→ WORK INSTRUCTIONS:
Would you please copy exactly the line with "Mark the finial" and all lines that follow it in the data below, through the last one?

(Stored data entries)
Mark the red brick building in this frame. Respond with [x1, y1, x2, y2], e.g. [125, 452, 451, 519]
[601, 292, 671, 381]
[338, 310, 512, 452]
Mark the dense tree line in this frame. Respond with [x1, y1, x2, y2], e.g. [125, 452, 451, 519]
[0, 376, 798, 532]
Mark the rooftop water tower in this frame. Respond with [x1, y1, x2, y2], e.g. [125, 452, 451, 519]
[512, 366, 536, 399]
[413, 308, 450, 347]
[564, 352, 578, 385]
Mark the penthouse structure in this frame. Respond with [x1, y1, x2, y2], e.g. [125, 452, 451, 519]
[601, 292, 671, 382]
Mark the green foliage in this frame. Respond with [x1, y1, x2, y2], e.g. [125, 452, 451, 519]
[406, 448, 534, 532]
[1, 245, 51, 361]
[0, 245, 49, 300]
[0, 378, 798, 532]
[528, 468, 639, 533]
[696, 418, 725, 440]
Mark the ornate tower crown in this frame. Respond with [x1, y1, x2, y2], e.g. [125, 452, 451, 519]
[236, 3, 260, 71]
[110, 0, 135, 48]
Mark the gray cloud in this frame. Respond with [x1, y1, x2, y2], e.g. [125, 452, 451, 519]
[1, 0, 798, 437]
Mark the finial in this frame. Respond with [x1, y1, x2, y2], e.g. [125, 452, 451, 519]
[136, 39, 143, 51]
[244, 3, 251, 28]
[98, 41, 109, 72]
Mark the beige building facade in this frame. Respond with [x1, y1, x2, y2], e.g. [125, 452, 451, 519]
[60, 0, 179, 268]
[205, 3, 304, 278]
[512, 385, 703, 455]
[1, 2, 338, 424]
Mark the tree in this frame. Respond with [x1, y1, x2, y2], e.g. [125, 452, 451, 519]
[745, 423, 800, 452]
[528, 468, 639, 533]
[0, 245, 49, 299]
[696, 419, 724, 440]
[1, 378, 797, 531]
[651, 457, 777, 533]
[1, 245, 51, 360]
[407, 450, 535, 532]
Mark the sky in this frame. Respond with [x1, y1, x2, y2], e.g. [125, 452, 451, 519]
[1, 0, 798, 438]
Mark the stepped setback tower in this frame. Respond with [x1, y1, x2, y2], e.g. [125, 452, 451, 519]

→ EXERCISE RESULT:
Mark the finial in this frame. Respond with [x1, y1, x2, y2], e.g. [125, 452, 451, 519]
[136, 39, 143, 51]
[244, 3, 251, 28]
[98, 41, 109, 72]
Mark the beige building facade in this frame. Respond with [x1, y1, x2, y2], e.g. [125, 452, 451, 519]
[60, 0, 179, 268]
[205, 3, 304, 278]
[512, 385, 703, 455]
[1, 2, 338, 424]
Mark the tree in this frame. Respond with [x1, y1, x2, y2], e.g. [125, 452, 451, 519]
[745, 423, 800, 452]
[528, 468, 639, 533]
[0, 245, 49, 299]
[696, 419, 724, 440]
[1, 378, 797, 531]
[651, 457, 777, 533]
[1, 245, 51, 360]
[407, 450, 535, 532]
Mark the sky in this frame. Respond with [x1, y1, x2, y2], e.g. [125, 452, 451, 519]
[1, 0, 798, 438]
Mark the stepped setback tower in this frame. Respond with [x1, y1, x2, y2], e.g. [125, 452, 451, 519]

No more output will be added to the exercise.